* _Directions for this task_: Extend the passage on querying data with Haskell's Reader monad and the magnify combinator, beginning immediately after its final sentence.

Regardless, the behaviour is the same, and we haven't replicated it in Haskell satisfactorily yet, let's see what we can do about that!

Monads to the rescue (again...)

In Haskell we love our embedded DSLs; if you give a Haskeller a problem to solve, you can bet that 9 times out of 10 they'll solve it with a custom monad and an DSL 😂. Well, I'm sorry to tell you that I'm no different!

We'll be using a monad to address the readability problem of the last optics solution, but the question is... which monad?

Since all we're doing at the moment is querying data, we can make use of the esteemed Reader Monad to provide a context for our query.

Here's what that last query looks like when we use the Reader monad with the relatively lesser known magnify combinator:

owners' :: Reader Company [String]
owners' = do
    magnify (staff . folded) $ do
        personName <- view employeeName
        magnify (employeePets . folded) $ do
            animalName <- view petName
            return [animalName <> " belongs to " <> personName]

>>> runReader owners' company
[ "Rocky belongs to bob"
, "Bullwinkle belongs to bob"
, "Inigo belongs to sally"
]

I won't explain how the Reader monad itself works here, so if you're a bit shaky on that you'll probably want to familiarize yourself with that first.

As for magnify, it's a combinator from the lens library which takes an optic and an action as arguments. It uses the optic to focus a subset of the Reader's environment, then runs the action within a Reader with that data subset as its focus. It's just that easy!

One more thing! magnify can accept a Fold which focuses multiple elements, in this case it will run the action once for each focus, then combine all the results together using a semigroup. In this case, we wrapped our result in a list before returning it, so magnify will go ahead and automatically concatenate all the results together for us. Pretty nifty that we can get so much functionality out of magnify without writing any code ourselves!

We can see that rewriting the problem in this style has made it considerably easier to read. It allows us to "pause" as we use optics to descend and poke around a bit at any given spot. Since it's a monad and we're using do-notation, we can easily bind any intermediate results into names to be referenced later on; the names will correctly reference the value from the current iteration! It's also nice that we have a clear indication of the scope of all our bindings by looking at the indentation of each nested do-notation block.

* _Material shown_:
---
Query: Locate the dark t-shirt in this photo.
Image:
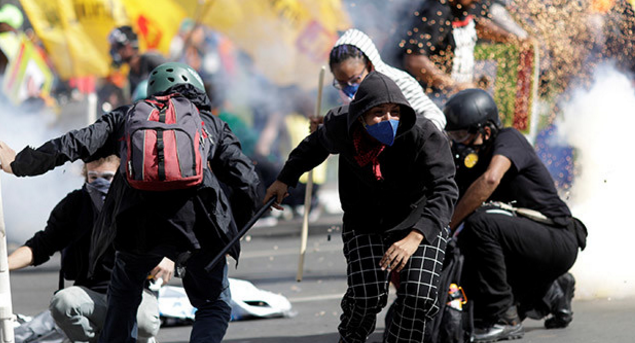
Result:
[457,128,571,218]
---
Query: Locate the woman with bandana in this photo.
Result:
[8,155,174,342]
[329,29,445,130]
[265,71,458,343]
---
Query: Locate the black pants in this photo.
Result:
[458,210,578,326]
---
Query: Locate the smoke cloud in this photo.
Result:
[558,65,635,298]
[0,103,83,246]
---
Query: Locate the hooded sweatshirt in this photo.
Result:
[333,29,445,130]
[11,84,261,267]
[278,71,458,243]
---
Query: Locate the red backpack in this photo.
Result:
[120,93,211,191]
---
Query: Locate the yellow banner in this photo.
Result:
[0,32,53,105]
[180,0,351,89]
[120,0,187,56]
[21,0,186,79]
[21,0,127,79]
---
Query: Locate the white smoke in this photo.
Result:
[0,103,83,246]
[558,65,635,298]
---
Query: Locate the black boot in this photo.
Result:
[545,273,575,329]
[472,306,525,343]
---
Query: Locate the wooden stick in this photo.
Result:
[296,66,326,282]
[0,179,15,343]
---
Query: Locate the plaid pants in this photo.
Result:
[338,229,448,343]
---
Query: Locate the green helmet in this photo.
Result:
[148,62,205,96]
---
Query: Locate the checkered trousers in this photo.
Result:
[338,229,448,343]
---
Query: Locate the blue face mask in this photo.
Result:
[342,85,359,99]
[366,119,399,146]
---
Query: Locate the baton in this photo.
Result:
[205,196,276,272]
[295,66,326,282]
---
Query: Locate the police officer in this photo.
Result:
[444,89,586,342]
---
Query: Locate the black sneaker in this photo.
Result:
[472,306,525,343]
[545,273,575,329]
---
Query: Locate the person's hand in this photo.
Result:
[0,141,15,174]
[309,116,324,132]
[452,82,476,93]
[379,230,423,273]
[263,180,289,211]
[148,257,174,284]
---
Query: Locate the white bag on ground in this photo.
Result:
[159,278,293,326]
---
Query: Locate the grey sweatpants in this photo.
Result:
[49,286,161,343]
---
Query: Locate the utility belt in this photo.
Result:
[483,201,588,250]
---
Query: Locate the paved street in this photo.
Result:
[4,217,635,343]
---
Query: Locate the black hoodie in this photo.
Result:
[278,72,458,243]
[11,84,261,265]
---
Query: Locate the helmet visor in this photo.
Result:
[446,130,472,143]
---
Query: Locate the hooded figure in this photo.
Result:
[265,71,458,342]
[329,29,445,130]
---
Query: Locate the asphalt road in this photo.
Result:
[4,217,635,343]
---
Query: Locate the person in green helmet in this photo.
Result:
[0,62,261,342]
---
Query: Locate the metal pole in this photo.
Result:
[296,66,326,282]
[0,179,14,343]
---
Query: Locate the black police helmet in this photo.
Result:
[443,88,501,132]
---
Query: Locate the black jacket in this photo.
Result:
[278,72,458,243]
[24,186,115,293]
[11,85,261,270]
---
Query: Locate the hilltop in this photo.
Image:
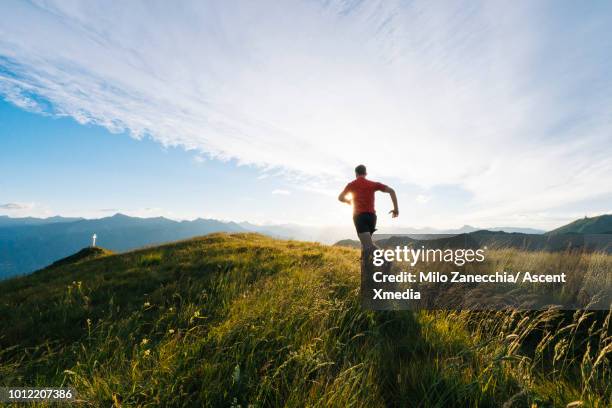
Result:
[548,214,612,234]
[0,233,610,407]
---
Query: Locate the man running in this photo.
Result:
[338,164,399,251]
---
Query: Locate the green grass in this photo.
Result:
[0,234,612,407]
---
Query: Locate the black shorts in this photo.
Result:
[353,213,376,234]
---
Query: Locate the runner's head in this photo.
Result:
[355,164,368,177]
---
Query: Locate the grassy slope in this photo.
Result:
[0,234,610,407]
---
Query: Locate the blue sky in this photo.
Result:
[0,1,612,229]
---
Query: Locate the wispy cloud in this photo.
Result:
[0,203,34,211]
[0,1,612,225]
[415,194,431,204]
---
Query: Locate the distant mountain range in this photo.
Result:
[335,215,612,253]
[0,214,247,279]
[549,215,612,234]
[0,214,612,279]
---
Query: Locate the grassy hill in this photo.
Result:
[548,214,612,234]
[0,234,612,407]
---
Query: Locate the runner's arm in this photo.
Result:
[382,186,399,218]
[338,186,351,204]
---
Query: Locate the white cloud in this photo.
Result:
[0,203,34,211]
[415,194,431,204]
[0,1,612,225]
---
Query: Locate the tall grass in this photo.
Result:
[0,234,612,407]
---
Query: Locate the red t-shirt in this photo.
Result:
[342,177,387,214]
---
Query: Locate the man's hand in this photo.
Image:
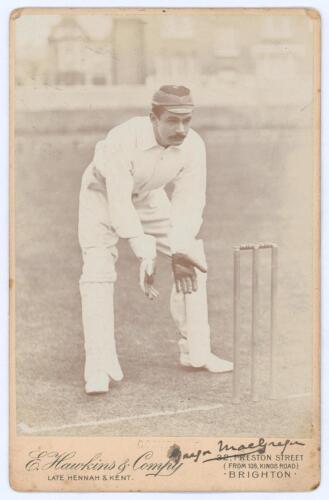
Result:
[139,259,159,300]
[171,253,207,294]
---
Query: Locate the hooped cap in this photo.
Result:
[152,85,194,114]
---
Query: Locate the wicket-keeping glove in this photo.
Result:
[171,253,207,294]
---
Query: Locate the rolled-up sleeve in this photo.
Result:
[89,131,144,238]
[169,136,206,253]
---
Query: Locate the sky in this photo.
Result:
[16,14,111,59]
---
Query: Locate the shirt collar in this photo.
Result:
[141,118,186,151]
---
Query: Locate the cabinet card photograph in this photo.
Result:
[10,8,320,492]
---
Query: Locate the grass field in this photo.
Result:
[16,119,312,437]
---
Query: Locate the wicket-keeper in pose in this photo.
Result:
[79,85,233,394]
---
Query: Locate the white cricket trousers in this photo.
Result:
[79,167,210,381]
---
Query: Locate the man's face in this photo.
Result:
[151,110,192,147]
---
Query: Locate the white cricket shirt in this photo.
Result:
[86,117,206,252]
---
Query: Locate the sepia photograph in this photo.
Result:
[11,8,320,490]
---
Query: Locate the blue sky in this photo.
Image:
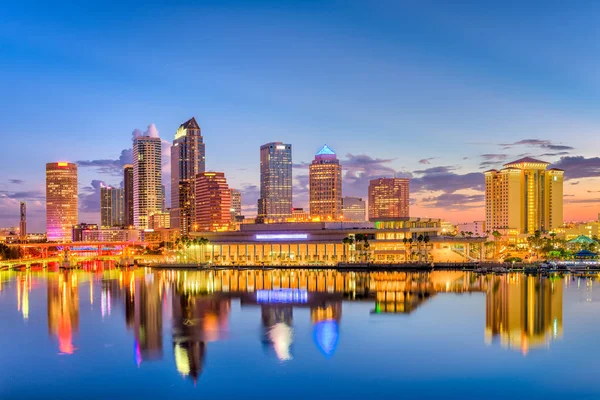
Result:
[0,1,600,230]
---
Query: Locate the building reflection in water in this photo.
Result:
[172,291,231,382]
[485,274,563,354]
[48,272,79,354]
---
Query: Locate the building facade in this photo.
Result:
[123,164,134,226]
[193,172,231,231]
[258,142,292,222]
[171,117,206,235]
[369,178,410,220]
[485,157,564,234]
[342,196,366,222]
[309,145,342,221]
[133,136,163,229]
[229,189,242,222]
[46,162,79,242]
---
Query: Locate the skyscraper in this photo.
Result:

* _Exercise result_:
Depending on your personal style, you could write this expression using the (->) monad directly, or even omit the indentation entirely; though I don't personally recommend that. In case you're curious, here's the way that I DON'T RECOMMEND writing this:

owners'' :: Company -> [String]
owners'' = do
  magnify (staff . folded) $ do
  eName <- view employeeName
  magnify (employeePets . folded) $ do
  pName <- view petName
  return [pName <> " belongs to " <> eName]

Updating deeply nested values

Okay! On to the next step! Let's say that according to our company policy we want to give a $5 raise to anyone who owns a dog! Hey, I don't make the rules here 🤷‍♂️. Notice that this time we're running an update not just a query!

Here's one of a few different ways we could express this in jq

cat company.json | jq '
[.staff[] | select(.pets[].type == "dog") | .id] as $peopleWithDogs
| .salaries[$peopleWithDogs[]] += 5
'

{
  "staff": [
    {
      "id": "1",
      "name": "bob",
      "pets": [
        {
          "name": "Rocky",
          "type": "cat"
        },
        {
          "name": "Bullwinkle",
          "type": "dog"
        }
      ]
    },
    {
      "id": "2",
      "name": "sally",
      "pets": [
        {
          "name": "Inigo",
          "type": "cat"
        }
      ]
    }
  ],
  "salaries": {
    "1": 17,
    "2": 15
  }
}

We first scan the staff to see who's worthy of a promotion, then we iterate over each of their ids and bump up their salary, and sure enough it works!

I'll admit that it took me a few tries to get this right in jq; if you're not careful you'll enumerate in a way that means jq can't keep track of your references and you'll be unable to edit the correct piece of the original object. For example, here's my first attempt to do this sort of thing:

$ cat company.json | jq '
. as $company 
| .staff[] 
| select(.pets[].type == "dog").id 
| $company.salaries[.] += 5
'

jq: error (at <stdin>:28): Invalid path expression near attempt to access element "salaries" of {"staff":[{"id":"1","name"...

In this case it looks like jq can't edit something we've stored as a variable; a bit surprising, but fair enough I suppose.

This sort of task is tricky because it involves enumeration over one area, storing those results, then enumerating AND updating in another! It's definitely possible in jq, but some of the magic that jq performs makes it a bit tough to know what will work and what won't at a glance.

Now for the Haskell version:

salaryBump :: State Company ()
salaryBump = do
    ids <- gets $ toListOf 
            ( staff 
            . traversed 
            . filteredBy (employeePets . traversed . petType . only "dog")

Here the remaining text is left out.